* [Task goal]: Copy the lines from the first one through the line containing "[(391, 123)]", substituting "sapling" for "young tree" and keeping everything else unchanged. Leave out the pictures.
### Exercise material ###
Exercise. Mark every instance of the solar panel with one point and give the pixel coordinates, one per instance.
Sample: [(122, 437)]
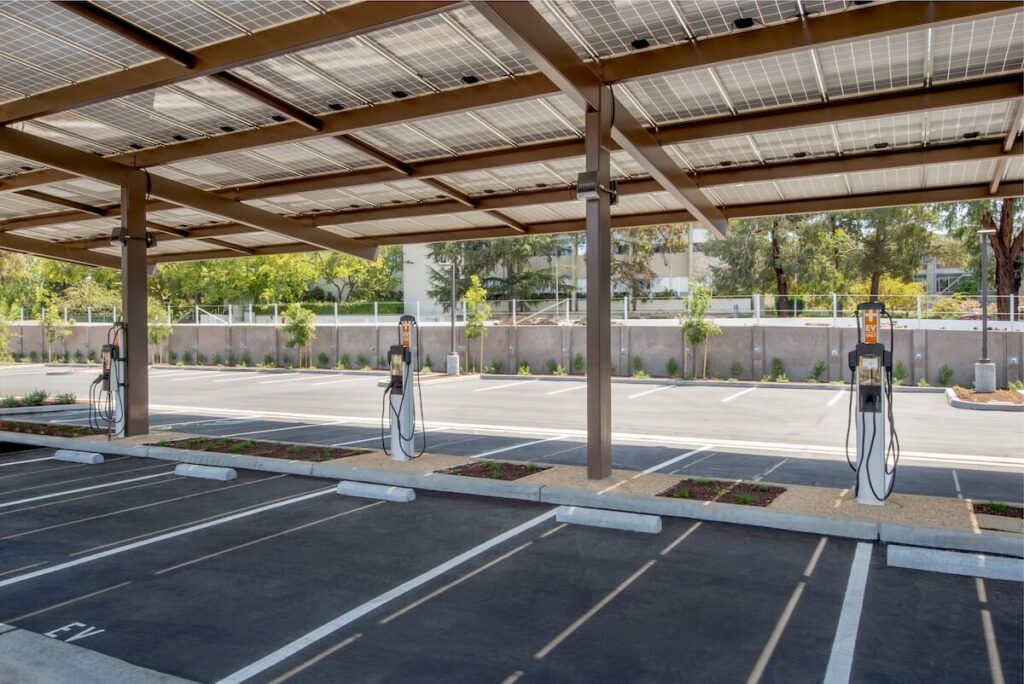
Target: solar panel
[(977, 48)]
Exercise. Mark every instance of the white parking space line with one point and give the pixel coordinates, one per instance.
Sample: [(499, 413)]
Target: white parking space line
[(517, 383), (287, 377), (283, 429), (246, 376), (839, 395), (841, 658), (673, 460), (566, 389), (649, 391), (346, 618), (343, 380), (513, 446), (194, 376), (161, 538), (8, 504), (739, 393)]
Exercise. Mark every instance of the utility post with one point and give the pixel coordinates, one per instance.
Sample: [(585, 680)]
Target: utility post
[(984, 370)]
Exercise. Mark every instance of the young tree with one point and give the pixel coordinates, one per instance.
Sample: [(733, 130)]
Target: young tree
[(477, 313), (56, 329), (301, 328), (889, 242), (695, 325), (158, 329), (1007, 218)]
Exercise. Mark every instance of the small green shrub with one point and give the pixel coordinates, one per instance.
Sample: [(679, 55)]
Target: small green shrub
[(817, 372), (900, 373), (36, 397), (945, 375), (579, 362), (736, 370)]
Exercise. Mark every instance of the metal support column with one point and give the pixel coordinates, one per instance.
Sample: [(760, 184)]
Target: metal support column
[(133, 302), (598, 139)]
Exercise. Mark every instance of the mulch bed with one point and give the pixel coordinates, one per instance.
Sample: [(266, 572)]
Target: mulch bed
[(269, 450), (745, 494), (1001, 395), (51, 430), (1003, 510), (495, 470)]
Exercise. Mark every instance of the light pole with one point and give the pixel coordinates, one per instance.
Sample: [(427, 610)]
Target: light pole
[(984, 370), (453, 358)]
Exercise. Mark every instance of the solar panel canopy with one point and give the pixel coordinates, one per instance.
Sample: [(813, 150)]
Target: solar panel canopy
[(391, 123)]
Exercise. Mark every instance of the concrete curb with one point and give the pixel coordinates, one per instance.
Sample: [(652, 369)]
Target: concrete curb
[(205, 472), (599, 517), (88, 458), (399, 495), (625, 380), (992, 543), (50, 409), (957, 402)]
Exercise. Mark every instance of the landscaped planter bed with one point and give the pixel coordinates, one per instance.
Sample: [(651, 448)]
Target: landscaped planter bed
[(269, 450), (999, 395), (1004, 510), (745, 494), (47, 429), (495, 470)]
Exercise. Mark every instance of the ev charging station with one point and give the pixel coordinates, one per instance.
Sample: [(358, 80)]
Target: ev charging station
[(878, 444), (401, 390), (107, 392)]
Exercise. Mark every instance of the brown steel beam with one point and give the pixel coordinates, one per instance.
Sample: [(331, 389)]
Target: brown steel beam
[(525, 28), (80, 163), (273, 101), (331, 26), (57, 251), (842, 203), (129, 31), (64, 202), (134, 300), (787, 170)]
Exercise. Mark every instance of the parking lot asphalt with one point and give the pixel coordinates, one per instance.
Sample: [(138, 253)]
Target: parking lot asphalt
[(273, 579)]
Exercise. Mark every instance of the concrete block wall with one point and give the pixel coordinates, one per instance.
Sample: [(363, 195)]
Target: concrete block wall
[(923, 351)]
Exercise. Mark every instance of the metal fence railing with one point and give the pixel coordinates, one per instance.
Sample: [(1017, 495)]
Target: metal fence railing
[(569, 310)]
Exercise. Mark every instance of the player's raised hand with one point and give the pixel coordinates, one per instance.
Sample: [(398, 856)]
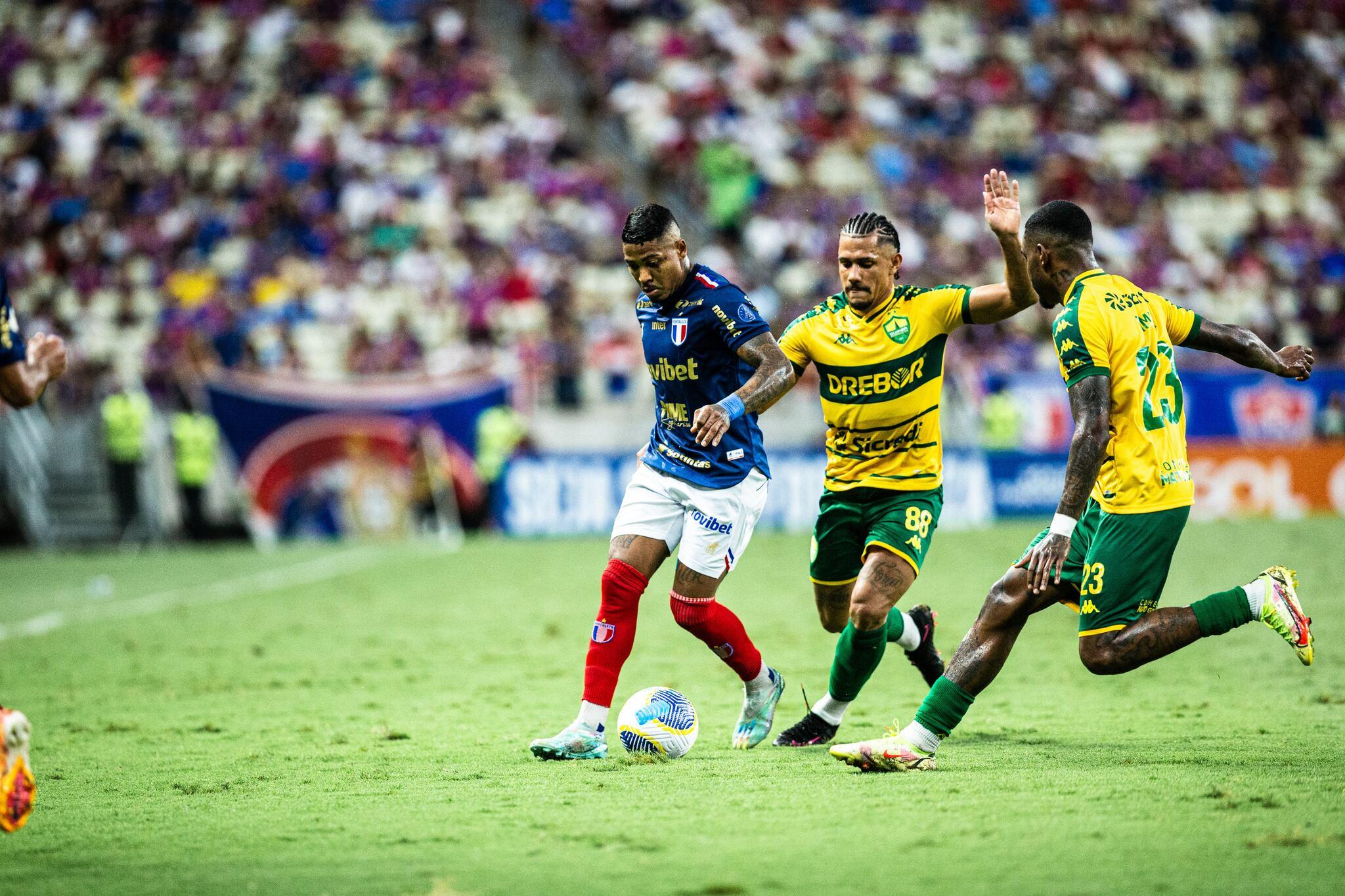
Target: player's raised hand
###
* [Response below]:
Exercise. Mark every instance of the solar panel with one point and give the pixel coordinates, one per instance.
Sample: [(122, 437)]
Target: solar panel
[(977, 48)]
Exercise. Mark every instance of the white parking space line with one point and give the pixel coordinates, one per instance.
Sample: [(499, 413)]
Target: white parking space line
[(517, 383), (287, 377), (283, 429), (246, 376), (839, 395), (841, 658), (673, 460), (566, 389), (649, 391), (346, 618), (343, 380), (513, 446), (194, 376), (161, 538), (8, 504), (739, 393)]
Exercise. Mark every instance of the utility post with one point and give the pixel coordinates, one per instance.
Sample: [(585, 680)]
Target: utility post
[(984, 370)]
Exercise. Mark every instance of the sapling with one point and give the pixel coordinates, one per instance.
Sample: [(733, 130)]
Target: sapling
[(477, 313), (56, 329), (301, 328), (889, 242), (695, 325), (158, 329), (1007, 218)]
Exercise. Mark every instance of the small green shrub with one point and give the pixel coordinates, one per instance.
Sample: [(679, 55)]
Target: small green shrub
[(817, 372), (900, 373), (36, 397), (945, 375), (579, 362), (736, 370)]
Exercise. Mark every instance of the metal support column with one point and give the pixel coordinates, one per instance.
Sample: [(760, 184)]
Target: metal support column
[(133, 302), (598, 139)]
Exercise. Mark every instance of the mulch bed with one point and give the pixel coordinates, one per instance.
Sample: [(266, 572)]
Target: mulch bed
[(269, 450), (745, 494), (1001, 395), (51, 430), (1003, 510), (495, 470)]
Exercise. Mark every instance of the light pole with one point and give the pixel coordinates, one per instance.
Sample: [(427, 610)]
Target: light pole
[(984, 370), (453, 358)]
Exercise. Mark every instance of the solar panel canopy with one point and give the pixel coordinates, one per instance.
Sample: [(813, 150)]
Target: solar panel canopy
[(391, 123)]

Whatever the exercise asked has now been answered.